**Your instructions**.
Pull out each line of the items below that contains the word "point".

**Materials provided**.
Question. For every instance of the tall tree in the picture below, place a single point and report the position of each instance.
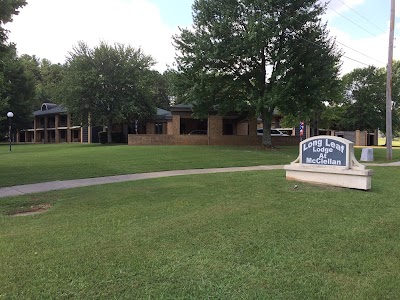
(18, 90)
(108, 84)
(8, 9)
(256, 56)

**Exercise output**.
Question. For every instance of the tall tree in the picture below, place a single point and report the position of each instance.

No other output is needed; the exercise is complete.